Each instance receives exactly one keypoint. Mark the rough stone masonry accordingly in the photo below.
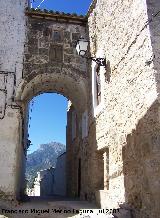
(117, 164)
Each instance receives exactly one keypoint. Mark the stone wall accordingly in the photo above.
(51, 63)
(128, 122)
(12, 38)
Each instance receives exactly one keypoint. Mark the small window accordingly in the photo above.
(57, 36)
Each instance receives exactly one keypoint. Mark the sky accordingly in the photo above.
(48, 119)
(49, 112)
(67, 6)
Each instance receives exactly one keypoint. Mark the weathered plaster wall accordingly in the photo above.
(129, 122)
(12, 38)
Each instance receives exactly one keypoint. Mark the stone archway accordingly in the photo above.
(72, 87)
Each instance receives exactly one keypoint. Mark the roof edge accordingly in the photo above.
(55, 14)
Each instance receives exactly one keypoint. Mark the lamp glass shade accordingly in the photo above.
(82, 46)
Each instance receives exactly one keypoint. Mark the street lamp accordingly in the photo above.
(82, 47)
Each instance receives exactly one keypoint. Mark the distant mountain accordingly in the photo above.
(43, 158)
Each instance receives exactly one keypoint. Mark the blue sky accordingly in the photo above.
(49, 112)
(68, 6)
(48, 119)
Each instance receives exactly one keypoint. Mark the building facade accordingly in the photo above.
(113, 128)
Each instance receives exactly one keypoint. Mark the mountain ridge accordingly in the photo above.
(43, 158)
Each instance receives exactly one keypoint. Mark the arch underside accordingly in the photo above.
(74, 88)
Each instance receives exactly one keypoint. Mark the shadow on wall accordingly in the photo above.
(141, 155)
(141, 161)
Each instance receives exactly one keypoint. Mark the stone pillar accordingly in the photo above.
(106, 170)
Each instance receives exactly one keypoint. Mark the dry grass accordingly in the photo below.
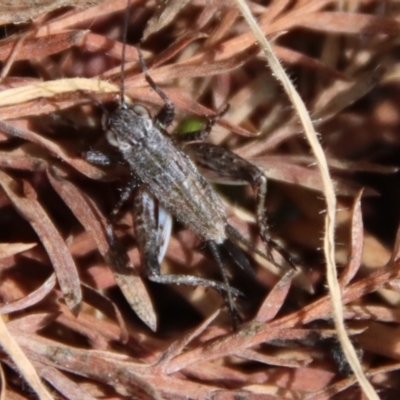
(62, 303)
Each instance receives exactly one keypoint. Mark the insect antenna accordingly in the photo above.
(124, 38)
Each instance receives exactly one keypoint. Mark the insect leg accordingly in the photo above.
(148, 240)
(228, 290)
(125, 194)
(166, 115)
(223, 166)
(99, 158)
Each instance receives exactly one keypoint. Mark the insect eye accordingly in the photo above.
(111, 138)
(140, 111)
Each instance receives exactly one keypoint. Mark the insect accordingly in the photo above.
(167, 179)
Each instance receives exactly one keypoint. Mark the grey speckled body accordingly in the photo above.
(167, 172)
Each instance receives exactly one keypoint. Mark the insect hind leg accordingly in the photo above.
(150, 243)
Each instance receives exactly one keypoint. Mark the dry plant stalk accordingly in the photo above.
(61, 294)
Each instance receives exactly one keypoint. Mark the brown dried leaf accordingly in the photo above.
(10, 249)
(66, 386)
(23, 364)
(274, 301)
(356, 244)
(344, 22)
(32, 322)
(76, 162)
(32, 298)
(15, 12)
(126, 275)
(164, 14)
(271, 360)
(63, 264)
(40, 47)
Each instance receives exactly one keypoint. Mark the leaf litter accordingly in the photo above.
(61, 202)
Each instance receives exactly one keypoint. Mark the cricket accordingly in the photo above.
(165, 179)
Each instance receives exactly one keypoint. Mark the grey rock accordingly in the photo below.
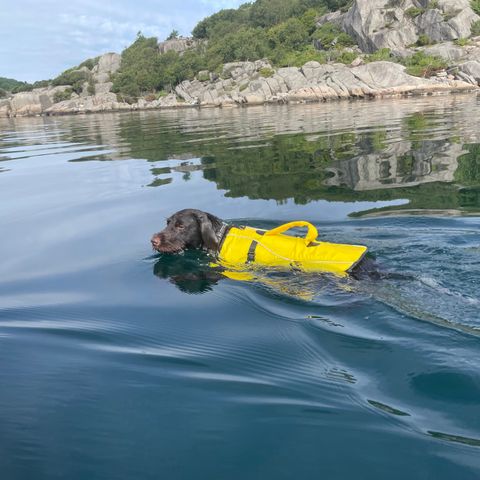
(107, 63)
(179, 45)
(376, 24)
(448, 51)
(472, 69)
(101, 88)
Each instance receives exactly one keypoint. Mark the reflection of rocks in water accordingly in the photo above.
(402, 164)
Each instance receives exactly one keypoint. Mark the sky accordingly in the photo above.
(41, 38)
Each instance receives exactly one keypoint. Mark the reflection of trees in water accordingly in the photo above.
(352, 161)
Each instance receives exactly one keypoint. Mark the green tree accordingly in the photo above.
(139, 69)
(173, 34)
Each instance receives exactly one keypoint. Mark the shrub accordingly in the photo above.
(203, 76)
(475, 4)
(424, 40)
(299, 58)
(414, 12)
(461, 42)
(345, 57)
(330, 36)
(422, 65)
(138, 72)
(379, 55)
(291, 34)
(74, 77)
(61, 96)
(89, 63)
(173, 35)
(475, 28)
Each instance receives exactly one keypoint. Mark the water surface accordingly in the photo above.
(118, 363)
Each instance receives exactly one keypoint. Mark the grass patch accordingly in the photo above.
(266, 72)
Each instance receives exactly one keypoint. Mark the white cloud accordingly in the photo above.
(41, 39)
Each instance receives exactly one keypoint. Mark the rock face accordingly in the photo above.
(178, 45)
(101, 73)
(376, 24)
(313, 82)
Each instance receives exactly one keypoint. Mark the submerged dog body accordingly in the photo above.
(191, 228)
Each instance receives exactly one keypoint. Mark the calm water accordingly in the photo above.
(116, 363)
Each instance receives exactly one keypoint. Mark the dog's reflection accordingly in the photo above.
(193, 272)
(190, 271)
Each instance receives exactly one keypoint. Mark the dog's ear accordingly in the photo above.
(208, 226)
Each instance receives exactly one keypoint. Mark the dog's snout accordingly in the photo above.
(155, 241)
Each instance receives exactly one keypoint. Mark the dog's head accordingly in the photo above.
(188, 228)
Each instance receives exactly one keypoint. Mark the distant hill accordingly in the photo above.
(10, 84)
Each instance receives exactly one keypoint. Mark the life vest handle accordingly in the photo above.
(311, 235)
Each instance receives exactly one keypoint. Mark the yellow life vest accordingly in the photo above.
(247, 245)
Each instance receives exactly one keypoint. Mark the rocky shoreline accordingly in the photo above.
(374, 24)
(245, 83)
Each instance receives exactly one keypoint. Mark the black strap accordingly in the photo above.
(251, 252)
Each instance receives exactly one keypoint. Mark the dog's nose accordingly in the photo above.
(155, 242)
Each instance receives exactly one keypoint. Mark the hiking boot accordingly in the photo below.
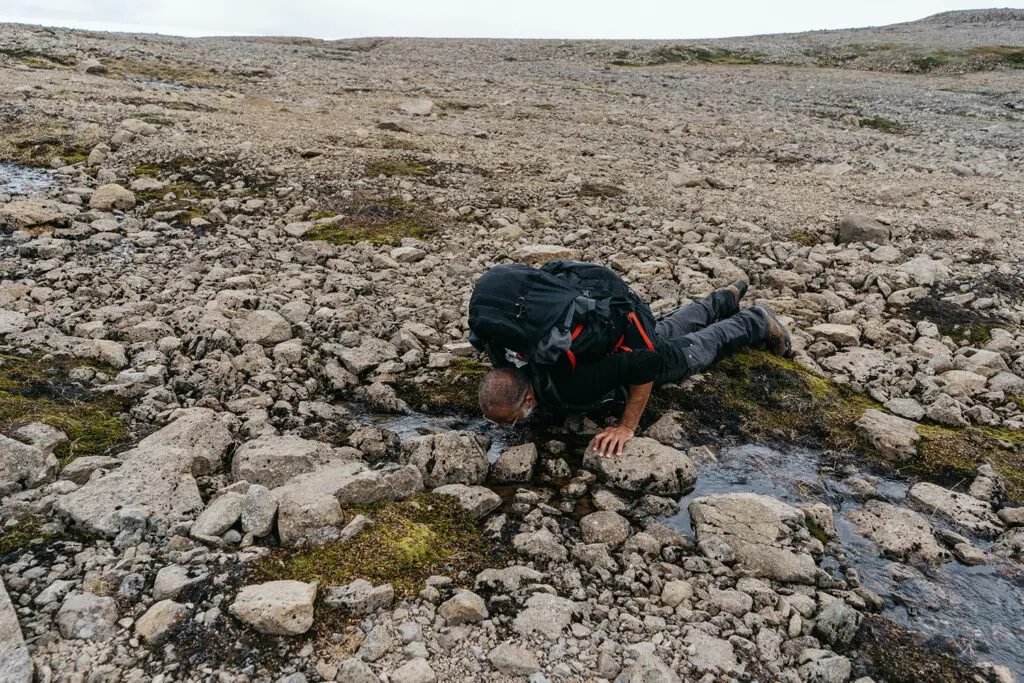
(737, 290)
(777, 341)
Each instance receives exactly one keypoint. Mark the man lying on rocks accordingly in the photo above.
(573, 338)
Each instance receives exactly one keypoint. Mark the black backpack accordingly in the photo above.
(580, 310)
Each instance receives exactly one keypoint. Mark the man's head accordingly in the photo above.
(506, 396)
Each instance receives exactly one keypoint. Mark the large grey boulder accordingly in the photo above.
(893, 436)
(15, 664)
(199, 430)
(278, 607)
(219, 516)
(644, 467)
(25, 466)
(757, 532)
(158, 482)
(455, 457)
(547, 615)
(87, 616)
(838, 624)
(901, 534)
(710, 653)
(360, 597)
(965, 512)
(273, 460)
(605, 526)
(515, 464)
(266, 328)
(857, 227)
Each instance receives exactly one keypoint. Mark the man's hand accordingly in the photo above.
(610, 441)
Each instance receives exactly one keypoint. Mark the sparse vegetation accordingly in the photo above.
(38, 389)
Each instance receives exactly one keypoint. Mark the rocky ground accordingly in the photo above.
(226, 264)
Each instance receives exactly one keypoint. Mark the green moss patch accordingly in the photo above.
(392, 167)
(409, 542)
(33, 389)
(759, 396)
(380, 222)
(30, 535)
(952, 456)
(899, 655)
(451, 390)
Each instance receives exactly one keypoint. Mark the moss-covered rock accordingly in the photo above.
(451, 390)
(408, 542)
(38, 389)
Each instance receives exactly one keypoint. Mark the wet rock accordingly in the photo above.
(480, 501)
(355, 671)
(648, 668)
(754, 531)
(515, 464)
(962, 510)
(903, 535)
(111, 197)
(828, 668)
(838, 624)
(513, 660)
(302, 510)
(271, 461)
(258, 511)
(266, 328)
(857, 227)
(360, 597)
(156, 480)
(676, 592)
(414, 671)
(463, 607)
(540, 545)
(710, 653)
(644, 467)
(278, 607)
(547, 615)
(893, 436)
(450, 458)
(176, 581)
(158, 621)
(202, 432)
(87, 616)
(15, 664)
(605, 526)
(219, 516)
(25, 466)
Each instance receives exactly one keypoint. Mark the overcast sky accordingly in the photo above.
(459, 18)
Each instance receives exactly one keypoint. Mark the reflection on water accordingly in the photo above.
(980, 608)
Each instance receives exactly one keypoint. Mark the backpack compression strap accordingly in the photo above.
(620, 346)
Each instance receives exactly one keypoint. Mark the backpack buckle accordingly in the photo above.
(520, 307)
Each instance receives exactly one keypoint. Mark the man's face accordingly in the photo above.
(513, 415)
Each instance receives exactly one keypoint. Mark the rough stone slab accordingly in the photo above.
(644, 467)
(965, 512)
(894, 436)
(756, 532)
(158, 482)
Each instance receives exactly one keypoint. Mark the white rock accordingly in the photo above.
(278, 607)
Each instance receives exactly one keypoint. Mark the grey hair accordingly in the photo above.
(503, 391)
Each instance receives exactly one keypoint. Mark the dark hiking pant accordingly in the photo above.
(695, 336)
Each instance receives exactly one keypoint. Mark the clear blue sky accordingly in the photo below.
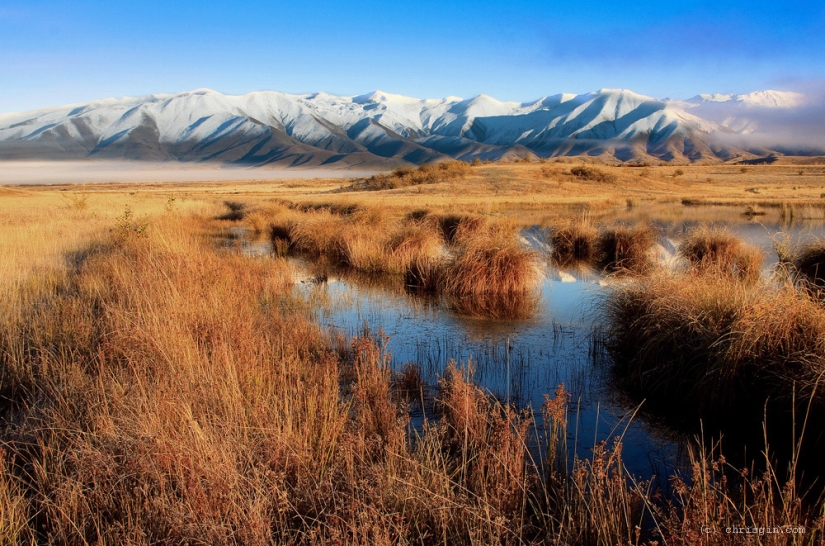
(59, 51)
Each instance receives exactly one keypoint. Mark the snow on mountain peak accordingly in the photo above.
(759, 99)
(268, 126)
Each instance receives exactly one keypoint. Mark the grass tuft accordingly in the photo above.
(713, 248)
(574, 242)
(628, 249)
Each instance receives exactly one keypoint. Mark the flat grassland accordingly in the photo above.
(156, 389)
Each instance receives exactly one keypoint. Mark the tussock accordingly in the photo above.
(574, 242)
(710, 341)
(166, 392)
(809, 261)
(713, 248)
(627, 249)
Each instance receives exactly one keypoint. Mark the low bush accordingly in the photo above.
(430, 173)
(592, 174)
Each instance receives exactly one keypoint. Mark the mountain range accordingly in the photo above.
(381, 130)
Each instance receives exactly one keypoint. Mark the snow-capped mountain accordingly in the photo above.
(742, 113)
(377, 129)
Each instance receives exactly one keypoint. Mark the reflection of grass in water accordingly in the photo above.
(163, 386)
(716, 249)
(497, 306)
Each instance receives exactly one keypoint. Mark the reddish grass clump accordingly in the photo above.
(491, 274)
(430, 173)
(809, 261)
(712, 342)
(574, 242)
(715, 249)
(624, 248)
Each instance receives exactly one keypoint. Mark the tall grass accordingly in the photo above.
(809, 261)
(714, 248)
(709, 341)
(429, 173)
(166, 392)
(574, 242)
(491, 274)
(626, 248)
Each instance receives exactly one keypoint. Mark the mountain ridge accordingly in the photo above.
(382, 129)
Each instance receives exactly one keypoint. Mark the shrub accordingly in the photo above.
(425, 174)
(592, 174)
(492, 275)
(711, 342)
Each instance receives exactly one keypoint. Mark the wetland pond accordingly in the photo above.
(522, 360)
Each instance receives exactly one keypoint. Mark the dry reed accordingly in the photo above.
(574, 242)
(713, 248)
(166, 392)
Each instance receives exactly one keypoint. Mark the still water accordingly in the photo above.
(522, 360)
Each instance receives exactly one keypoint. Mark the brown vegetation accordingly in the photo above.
(592, 174)
(710, 341)
(809, 261)
(626, 249)
(430, 173)
(574, 242)
(158, 390)
(714, 248)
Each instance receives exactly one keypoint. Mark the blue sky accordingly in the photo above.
(56, 52)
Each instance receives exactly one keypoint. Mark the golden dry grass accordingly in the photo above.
(574, 241)
(714, 248)
(711, 341)
(158, 390)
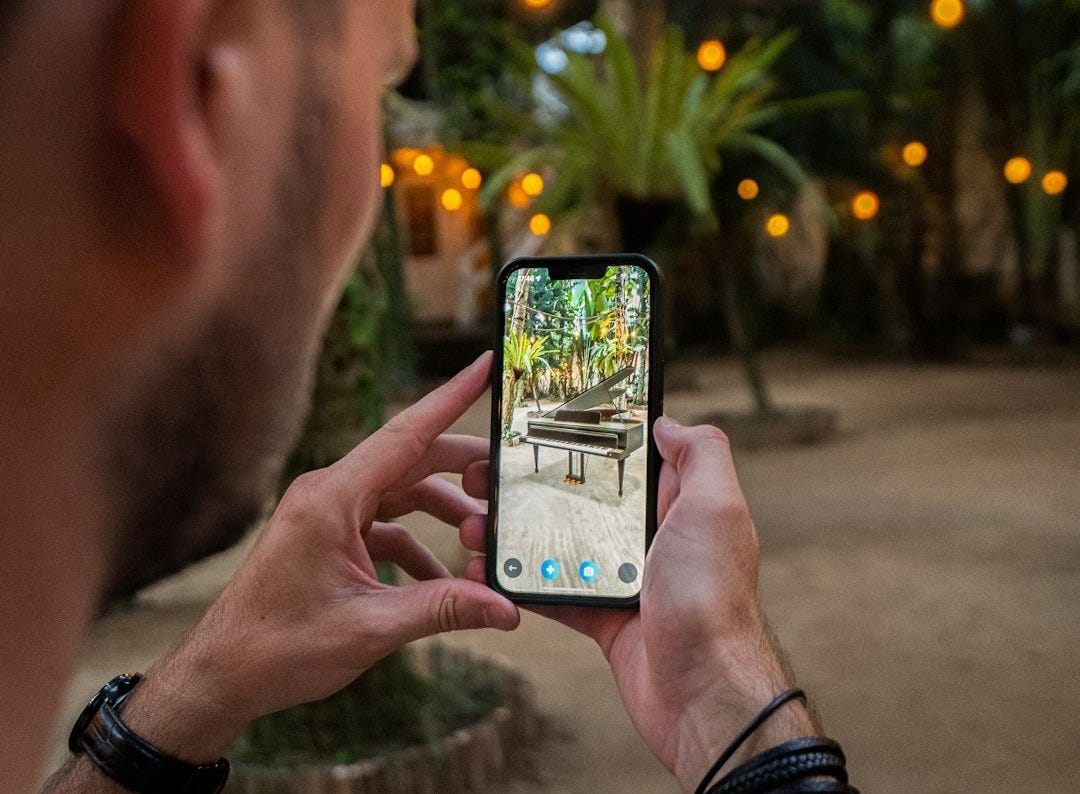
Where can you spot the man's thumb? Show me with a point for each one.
(440, 605)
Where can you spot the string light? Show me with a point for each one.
(1017, 170)
(386, 175)
(778, 225)
(865, 205)
(471, 178)
(423, 164)
(532, 184)
(748, 189)
(540, 225)
(946, 13)
(517, 198)
(712, 55)
(451, 200)
(1054, 183)
(915, 153)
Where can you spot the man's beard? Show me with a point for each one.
(197, 454)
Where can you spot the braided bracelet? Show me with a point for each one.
(768, 711)
(797, 765)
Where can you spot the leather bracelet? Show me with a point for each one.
(131, 761)
(771, 708)
(794, 766)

▬▬▬▬▬▬▬▬▬▬

*ABOUT THIS EXERCISE*. Exactly the lines from the one containing "Where can you spot the leather" through the last line of the material above are to be returned, with nothing else.

*EXERCISE OUTPUT*.
Where can you spot the leather bracelet? Show me with a point for each one.
(131, 761)
(771, 708)
(794, 766)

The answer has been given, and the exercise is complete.